As mentioned before, the whole piece of music generated consists of 15 bars, and each bar contains 8 eighth-notes with each corresponding to an entry in the melody matrix. To set the rhythm of the whole music, we chose 8 typical rhythm patterns for each mood (16 in total) from some classic pieces, and each rhythm pattern is exactly one bar long, which is 4 quarter-notes. Also the shortest beat in these rhythm patterns have to be eighth-note beat to be consistent with our system. A one in the rhythm pattern means that it is a beat and a zero means it is empty. For each bar of the 15 bars in the melody, a random number is generated to choose one of the eight rhythm patterns of the mood chosen. Also, to make the whole melody sounds more integrated like the real music, the rhythm of the 5th, 10th, and 15th bar is set to serve as an end to a musical phrase. In this way, the rhythm of the whole melody is determined.

One thing to note is that because it is very hard to change the delay time of a certain note without changing the timber of the sound using FM synthesis, for beats that are longer than eighth-note beat, such as quarter-note beat and half-note beat, they are represented as one eighth-note beat at first followed by a number of empty beats. We don¡¯t repeat the note several times for a longer note because that sounds very obviously as repetition rather than a note lasting longer.

* Lines of data *
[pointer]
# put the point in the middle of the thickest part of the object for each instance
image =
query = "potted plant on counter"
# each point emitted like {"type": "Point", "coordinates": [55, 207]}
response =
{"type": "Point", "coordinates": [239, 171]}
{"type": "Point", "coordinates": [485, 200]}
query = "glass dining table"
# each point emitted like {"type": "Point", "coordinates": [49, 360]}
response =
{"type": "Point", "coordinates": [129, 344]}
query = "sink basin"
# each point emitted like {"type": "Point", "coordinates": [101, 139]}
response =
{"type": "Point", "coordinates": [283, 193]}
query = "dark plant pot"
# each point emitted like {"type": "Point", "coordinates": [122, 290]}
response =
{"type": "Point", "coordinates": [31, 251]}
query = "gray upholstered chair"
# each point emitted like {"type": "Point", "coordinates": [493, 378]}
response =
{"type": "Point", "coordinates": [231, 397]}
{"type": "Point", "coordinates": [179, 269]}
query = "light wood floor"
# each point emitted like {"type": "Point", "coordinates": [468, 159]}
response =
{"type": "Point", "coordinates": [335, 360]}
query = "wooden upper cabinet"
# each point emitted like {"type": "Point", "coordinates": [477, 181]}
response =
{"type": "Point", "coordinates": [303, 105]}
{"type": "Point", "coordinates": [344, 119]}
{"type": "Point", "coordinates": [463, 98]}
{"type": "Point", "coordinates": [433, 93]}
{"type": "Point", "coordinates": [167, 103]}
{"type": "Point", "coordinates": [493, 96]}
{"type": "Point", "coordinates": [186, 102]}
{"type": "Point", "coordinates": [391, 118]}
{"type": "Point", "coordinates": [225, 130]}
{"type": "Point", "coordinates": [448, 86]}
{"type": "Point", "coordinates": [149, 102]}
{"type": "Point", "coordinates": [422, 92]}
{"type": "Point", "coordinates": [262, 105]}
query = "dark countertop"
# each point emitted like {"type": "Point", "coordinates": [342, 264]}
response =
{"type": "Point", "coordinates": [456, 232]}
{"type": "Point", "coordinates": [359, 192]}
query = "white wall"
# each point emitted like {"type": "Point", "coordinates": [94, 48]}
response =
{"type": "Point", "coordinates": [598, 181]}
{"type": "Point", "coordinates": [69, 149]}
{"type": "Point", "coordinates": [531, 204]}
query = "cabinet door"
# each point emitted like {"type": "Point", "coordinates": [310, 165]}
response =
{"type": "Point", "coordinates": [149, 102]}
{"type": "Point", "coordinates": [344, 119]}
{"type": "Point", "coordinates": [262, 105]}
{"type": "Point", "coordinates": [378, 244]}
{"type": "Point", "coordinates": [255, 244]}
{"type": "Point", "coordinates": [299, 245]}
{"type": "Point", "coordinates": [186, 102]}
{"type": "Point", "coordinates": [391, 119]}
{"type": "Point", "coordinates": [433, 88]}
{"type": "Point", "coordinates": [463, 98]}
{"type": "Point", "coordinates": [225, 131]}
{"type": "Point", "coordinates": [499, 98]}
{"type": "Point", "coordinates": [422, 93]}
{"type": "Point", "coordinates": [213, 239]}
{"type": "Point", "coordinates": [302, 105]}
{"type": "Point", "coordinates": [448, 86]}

* Task 1 *
Transcribe everything in the passage on rhythm patterns from "One thing to" down to "note lasting longer.".
* Task 2 *
Report how many lines of the entries contain the string "dark", giving only the number. Case counts.
The passage on rhythm patterns and the entries have no connection to each other.

* Task answer 1 *
One thing to note is that because it is very hard to change the delay time of a certain note without changing the timber of the sound using FM synthesis, for beats that are longer than eighth-note beat, such as quarter-note beat and half-note beat, they are represented as one eighth-note beat at first followed by a number of empty beats. We don¡¯t repeat the note several times for a longer note because that sounds very obviously as repetition rather than a note lasting longer.

* Task answer 2 *
2